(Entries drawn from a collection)
########################################

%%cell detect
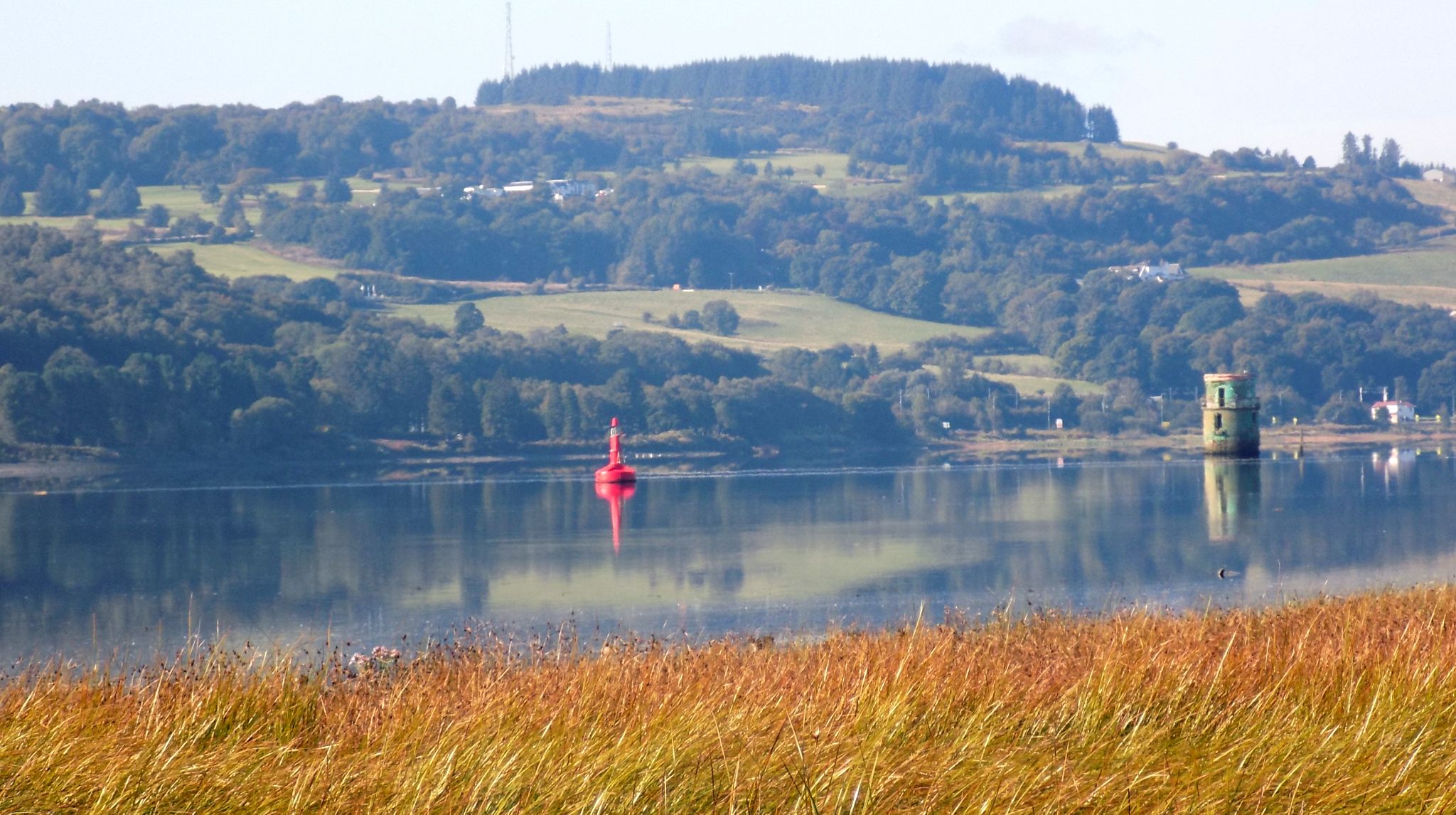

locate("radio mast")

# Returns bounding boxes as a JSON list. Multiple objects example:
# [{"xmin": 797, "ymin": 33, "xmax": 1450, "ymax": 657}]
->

########################################

> **DIRECTION**:
Rewrite the entries above with "radio mast" replaced by "transmission tower" and everything else unchanged. Leave the pictures out of your answer.

> **WRITTEN ANSWER**:
%%cell detect

locate("transmission tower")

# Returns bounding boxes as a JSON list. Multiple objects example:
# [{"xmin": 797, "ymin": 33, "xmax": 1450, "ymax": 657}]
->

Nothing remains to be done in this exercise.